*Provided records*.
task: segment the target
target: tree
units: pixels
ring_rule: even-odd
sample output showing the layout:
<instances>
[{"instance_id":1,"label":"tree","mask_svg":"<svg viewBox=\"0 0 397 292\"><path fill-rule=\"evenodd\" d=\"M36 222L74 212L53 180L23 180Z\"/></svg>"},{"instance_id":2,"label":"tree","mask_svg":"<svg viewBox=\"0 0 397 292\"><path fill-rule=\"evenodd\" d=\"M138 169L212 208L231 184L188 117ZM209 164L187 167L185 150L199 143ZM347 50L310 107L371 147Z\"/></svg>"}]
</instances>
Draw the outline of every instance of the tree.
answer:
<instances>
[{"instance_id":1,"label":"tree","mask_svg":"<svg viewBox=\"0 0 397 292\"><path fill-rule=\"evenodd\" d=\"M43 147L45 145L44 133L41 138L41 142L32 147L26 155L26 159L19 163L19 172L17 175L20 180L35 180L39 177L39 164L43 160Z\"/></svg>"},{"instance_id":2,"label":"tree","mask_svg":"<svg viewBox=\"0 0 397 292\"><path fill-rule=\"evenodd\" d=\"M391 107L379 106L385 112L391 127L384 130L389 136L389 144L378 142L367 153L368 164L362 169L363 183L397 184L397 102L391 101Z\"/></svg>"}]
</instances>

*Aim*. Copy every item above verbatim, leaving every character unchanged.

*Task solution*.
task: segment the target
target: tree
units: pixels
ring_rule: even-odd
sample output showing the layout:
<instances>
[{"instance_id":1,"label":"tree","mask_svg":"<svg viewBox=\"0 0 397 292\"><path fill-rule=\"evenodd\" d=\"M36 222L74 212L53 180L23 180Z\"/></svg>"},{"instance_id":2,"label":"tree","mask_svg":"<svg viewBox=\"0 0 397 292\"><path fill-rule=\"evenodd\" d=\"M138 169L212 208L231 184L188 117ZM209 164L187 167L185 150L199 143ZM347 50L310 107L371 147Z\"/></svg>"}]
</instances>
Draw the outline of every instance of the tree.
answer:
<instances>
[{"instance_id":1,"label":"tree","mask_svg":"<svg viewBox=\"0 0 397 292\"><path fill-rule=\"evenodd\" d=\"M43 147L45 145L44 133L41 138L41 142L32 147L26 155L26 159L19 163L19 172L17 175L20 180L35 180L39 177L39 164L43 160Z\"/></svg>"},{"instance_id":2,"label":"tree","mask_svg":"<svg viewBox=\"0 0 397 292\"><path fill-rule=\"evenodd\" d=\"M391 107L379 106L385 112L391 127L384 130L389 136L389 144L378 142L367 153L368 164L362 169L363 183L397 184L397 102L391 101Z\"/></svg>"}]
</instances>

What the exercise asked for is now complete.